- RECORDS SHOWN
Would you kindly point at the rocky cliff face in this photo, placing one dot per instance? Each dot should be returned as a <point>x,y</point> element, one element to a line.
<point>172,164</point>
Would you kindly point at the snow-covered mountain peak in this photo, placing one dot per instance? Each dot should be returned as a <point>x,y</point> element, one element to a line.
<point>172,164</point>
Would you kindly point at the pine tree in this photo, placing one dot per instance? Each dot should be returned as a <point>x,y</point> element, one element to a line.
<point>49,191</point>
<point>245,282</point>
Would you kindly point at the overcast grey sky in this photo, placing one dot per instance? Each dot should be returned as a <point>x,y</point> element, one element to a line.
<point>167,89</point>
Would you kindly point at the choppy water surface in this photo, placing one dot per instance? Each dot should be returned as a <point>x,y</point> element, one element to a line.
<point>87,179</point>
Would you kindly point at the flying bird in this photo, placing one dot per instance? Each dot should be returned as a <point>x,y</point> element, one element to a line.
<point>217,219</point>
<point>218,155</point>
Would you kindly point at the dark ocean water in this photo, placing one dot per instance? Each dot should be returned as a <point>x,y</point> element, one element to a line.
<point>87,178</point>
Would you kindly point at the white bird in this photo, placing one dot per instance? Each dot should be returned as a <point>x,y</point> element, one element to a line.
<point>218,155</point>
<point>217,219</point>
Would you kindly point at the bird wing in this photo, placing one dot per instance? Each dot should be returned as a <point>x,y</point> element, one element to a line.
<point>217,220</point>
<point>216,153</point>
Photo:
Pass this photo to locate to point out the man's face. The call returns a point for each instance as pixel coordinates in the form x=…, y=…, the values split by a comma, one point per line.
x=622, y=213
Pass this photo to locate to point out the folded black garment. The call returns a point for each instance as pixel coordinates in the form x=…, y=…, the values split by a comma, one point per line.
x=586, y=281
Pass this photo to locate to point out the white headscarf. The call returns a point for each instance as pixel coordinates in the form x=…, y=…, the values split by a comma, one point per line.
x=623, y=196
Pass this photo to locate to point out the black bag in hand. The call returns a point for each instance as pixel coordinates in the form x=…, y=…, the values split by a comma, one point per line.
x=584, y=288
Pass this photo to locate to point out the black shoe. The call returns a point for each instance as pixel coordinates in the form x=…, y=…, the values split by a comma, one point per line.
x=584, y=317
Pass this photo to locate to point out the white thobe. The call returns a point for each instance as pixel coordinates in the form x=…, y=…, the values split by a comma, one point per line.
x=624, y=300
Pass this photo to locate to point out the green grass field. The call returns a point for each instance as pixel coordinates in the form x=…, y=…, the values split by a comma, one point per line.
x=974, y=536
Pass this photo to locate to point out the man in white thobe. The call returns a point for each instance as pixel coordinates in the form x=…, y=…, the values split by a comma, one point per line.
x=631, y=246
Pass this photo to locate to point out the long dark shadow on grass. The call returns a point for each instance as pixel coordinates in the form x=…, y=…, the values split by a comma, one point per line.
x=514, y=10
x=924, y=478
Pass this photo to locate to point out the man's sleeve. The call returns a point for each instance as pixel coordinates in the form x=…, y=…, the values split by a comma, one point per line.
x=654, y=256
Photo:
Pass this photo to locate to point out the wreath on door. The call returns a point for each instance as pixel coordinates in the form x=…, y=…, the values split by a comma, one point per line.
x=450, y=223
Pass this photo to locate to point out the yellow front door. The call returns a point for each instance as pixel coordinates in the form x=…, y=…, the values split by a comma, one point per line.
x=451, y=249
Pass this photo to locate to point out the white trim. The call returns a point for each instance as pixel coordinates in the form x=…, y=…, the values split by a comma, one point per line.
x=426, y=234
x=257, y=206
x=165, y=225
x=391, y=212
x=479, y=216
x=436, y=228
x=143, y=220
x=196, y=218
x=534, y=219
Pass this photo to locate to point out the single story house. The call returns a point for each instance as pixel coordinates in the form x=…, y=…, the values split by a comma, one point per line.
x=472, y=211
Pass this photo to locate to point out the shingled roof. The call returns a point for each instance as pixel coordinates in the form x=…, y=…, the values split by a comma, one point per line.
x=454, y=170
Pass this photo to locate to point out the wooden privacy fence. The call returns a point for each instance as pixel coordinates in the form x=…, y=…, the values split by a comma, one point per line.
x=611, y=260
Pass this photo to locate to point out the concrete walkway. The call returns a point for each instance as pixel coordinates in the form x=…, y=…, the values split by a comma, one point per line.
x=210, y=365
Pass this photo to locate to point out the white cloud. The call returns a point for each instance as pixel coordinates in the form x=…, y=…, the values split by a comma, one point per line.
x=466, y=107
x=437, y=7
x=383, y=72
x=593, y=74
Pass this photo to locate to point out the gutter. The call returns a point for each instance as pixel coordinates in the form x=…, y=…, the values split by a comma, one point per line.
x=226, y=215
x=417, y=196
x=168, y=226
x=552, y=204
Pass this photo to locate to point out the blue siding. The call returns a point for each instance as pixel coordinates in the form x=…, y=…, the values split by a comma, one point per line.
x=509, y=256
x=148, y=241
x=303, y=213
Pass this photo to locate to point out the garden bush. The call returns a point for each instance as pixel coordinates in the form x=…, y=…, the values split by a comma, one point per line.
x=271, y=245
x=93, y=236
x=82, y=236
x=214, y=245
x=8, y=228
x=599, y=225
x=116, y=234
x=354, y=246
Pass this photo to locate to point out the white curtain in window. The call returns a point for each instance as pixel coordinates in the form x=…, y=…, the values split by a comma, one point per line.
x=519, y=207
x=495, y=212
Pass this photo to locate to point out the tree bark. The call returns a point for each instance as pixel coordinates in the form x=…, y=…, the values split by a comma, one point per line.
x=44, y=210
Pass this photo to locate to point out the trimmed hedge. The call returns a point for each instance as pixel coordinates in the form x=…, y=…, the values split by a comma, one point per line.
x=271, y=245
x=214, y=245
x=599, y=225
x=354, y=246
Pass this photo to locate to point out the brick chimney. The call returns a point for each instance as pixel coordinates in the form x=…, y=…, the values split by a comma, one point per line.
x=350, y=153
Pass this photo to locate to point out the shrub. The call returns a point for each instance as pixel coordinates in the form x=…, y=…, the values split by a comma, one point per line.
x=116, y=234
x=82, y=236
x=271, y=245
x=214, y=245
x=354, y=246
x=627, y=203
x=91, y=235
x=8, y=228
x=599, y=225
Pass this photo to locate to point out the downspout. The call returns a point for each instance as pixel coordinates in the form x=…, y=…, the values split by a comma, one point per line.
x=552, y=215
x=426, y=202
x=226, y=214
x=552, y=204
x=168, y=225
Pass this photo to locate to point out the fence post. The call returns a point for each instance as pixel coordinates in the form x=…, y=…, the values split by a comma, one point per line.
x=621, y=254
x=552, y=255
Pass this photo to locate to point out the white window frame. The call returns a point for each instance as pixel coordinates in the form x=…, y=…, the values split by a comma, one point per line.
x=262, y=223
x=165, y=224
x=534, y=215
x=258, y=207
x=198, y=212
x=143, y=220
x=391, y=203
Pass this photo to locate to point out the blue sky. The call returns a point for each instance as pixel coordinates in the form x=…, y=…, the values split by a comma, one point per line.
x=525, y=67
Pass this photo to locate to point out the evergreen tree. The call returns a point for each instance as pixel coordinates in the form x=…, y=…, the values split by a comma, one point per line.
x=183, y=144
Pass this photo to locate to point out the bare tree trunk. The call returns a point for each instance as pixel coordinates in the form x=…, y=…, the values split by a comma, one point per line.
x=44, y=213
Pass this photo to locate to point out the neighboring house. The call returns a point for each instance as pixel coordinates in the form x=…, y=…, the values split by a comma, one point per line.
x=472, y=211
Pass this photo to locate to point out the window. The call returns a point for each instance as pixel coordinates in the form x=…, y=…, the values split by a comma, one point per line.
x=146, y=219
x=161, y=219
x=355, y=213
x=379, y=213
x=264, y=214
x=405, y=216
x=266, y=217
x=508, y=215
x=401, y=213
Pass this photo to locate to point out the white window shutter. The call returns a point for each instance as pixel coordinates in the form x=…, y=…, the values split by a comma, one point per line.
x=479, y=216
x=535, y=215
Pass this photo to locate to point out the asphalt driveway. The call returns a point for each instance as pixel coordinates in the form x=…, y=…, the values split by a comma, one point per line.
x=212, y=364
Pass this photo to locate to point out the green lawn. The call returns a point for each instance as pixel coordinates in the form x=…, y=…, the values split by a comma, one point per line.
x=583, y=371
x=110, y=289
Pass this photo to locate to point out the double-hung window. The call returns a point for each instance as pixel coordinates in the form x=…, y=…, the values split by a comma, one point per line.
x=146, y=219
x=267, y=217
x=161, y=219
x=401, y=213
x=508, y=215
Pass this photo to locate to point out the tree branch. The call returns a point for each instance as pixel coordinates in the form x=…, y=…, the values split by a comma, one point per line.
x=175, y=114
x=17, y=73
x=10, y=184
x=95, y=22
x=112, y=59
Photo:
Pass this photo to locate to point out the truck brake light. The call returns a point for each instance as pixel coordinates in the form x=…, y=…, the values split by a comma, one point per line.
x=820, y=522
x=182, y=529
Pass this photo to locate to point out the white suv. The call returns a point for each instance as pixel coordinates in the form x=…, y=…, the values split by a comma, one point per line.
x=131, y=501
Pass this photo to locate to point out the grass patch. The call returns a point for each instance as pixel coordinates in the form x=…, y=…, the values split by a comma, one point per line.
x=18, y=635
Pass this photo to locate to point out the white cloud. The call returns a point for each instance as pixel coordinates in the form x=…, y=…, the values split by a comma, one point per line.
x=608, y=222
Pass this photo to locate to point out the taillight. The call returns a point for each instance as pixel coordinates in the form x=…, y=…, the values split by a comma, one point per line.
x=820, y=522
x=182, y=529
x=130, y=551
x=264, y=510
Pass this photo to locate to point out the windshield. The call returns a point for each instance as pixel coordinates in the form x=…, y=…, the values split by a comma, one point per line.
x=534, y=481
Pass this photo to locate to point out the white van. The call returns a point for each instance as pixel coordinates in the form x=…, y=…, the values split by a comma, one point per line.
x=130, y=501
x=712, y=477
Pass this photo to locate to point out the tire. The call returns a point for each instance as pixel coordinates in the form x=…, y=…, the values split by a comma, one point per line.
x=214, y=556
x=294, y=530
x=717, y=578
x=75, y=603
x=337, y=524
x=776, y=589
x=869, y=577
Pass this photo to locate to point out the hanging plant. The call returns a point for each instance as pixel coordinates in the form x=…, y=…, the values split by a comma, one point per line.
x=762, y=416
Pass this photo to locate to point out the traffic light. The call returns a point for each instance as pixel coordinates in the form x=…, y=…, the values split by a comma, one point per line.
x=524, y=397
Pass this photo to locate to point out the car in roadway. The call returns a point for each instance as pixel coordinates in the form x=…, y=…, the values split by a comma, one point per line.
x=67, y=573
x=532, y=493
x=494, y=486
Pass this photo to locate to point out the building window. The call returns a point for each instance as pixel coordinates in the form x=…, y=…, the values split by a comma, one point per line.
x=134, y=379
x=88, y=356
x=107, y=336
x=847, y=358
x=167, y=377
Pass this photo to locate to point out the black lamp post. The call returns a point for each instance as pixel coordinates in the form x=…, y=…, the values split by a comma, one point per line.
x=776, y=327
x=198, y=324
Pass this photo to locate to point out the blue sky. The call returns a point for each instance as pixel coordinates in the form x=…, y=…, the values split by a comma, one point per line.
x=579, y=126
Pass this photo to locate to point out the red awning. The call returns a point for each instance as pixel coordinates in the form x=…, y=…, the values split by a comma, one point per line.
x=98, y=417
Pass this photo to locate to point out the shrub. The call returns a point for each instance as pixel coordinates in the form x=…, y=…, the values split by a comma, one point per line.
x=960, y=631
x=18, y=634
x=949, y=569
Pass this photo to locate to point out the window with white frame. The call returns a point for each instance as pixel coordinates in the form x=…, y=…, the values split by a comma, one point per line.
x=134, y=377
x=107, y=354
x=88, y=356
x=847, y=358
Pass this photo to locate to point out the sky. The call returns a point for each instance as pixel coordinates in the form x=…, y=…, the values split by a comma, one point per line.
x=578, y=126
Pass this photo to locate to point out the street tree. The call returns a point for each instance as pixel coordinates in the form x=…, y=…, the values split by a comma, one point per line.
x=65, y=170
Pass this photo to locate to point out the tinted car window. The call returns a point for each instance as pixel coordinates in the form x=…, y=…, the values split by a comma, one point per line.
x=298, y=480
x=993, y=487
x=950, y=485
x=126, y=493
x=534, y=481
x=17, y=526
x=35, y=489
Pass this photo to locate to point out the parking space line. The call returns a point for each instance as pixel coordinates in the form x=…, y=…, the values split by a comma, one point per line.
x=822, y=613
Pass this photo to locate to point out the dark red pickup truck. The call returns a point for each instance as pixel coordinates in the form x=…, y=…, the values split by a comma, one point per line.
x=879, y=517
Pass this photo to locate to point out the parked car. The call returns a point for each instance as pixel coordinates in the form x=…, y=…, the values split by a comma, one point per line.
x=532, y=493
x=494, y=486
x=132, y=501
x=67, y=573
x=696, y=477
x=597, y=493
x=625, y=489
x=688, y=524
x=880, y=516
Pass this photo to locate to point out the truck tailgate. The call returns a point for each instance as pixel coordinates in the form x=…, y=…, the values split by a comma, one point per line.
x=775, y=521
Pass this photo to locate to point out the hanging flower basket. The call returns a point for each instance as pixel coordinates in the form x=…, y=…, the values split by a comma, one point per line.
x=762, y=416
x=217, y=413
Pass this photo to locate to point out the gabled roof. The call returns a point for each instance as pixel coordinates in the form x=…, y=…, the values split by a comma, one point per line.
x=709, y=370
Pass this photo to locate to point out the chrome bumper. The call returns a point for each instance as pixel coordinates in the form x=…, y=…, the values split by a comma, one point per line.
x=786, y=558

- WHAT YOU ARE ASKED TO DO
Only the lines from the one that holds "Pass this photo to locate to point out the dark" through the end of the records should appear in the answer, each restated exactly.

- SOLUTION
Pass this photo to locate to point out the dark red pickup truck. The call returns a point for each instance as pixel coordinates in the form x=…, y=…, the values split by a comma, one point per line.
x=879, y=517
Pass this photo to locate to point out the parked car. The call returns a point for each instance as pixel coordinates in the form x=…, y=…, the values split by a comma, one point per line.
x=532, y=493
x=494, y=486
x=132, y=501
x=67, y=573
x=696, y=477
x=597, y=493
x=625, y=489
x=688, y=524
x=880, y=516
Pass this photo to locate to point out the truck tailgate. The call returns a point for each instance as pixel coordinates in the form x=…, y=…, the values split by a comma, one point per line.
x=775, y=521
Pass this photo to locate to point out the hanging flower basket. The call returns a point for each instance as pixel coordinates in the form x=…, y=…, the values split by a comma, one point per line.
x=762, y=416
x=217, y=413
Pass this photo to locate to point out the gabled roof. The call returns a point for each instance as pixel coordinates in the form x=…, y=…, the values split by a comma, one point per line.
x=709, y=370
Pass this photo to locate to point out the chrome bumper. The call returns a point for each instance as pixel coordinates in the form x=…, y=…, the values split by a comma, one point per line.
x=786, y=558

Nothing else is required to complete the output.